→ **Task requirements**:
Each record is to be reproduced verbatim.

→ **Material for the task**:

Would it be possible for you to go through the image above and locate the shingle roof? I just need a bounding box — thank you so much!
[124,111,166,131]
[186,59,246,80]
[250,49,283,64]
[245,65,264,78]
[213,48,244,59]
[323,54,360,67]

→ **Written response**:
Would it be possible for you to go through the image above and locate the shingle roof? I just need a bounding box — thank you so much!
[124,111,166,131]
[186,59,246,80]
[250,49,283,64]
[245,65,264,78]
[213,48,244,59]
[323,54,360,67]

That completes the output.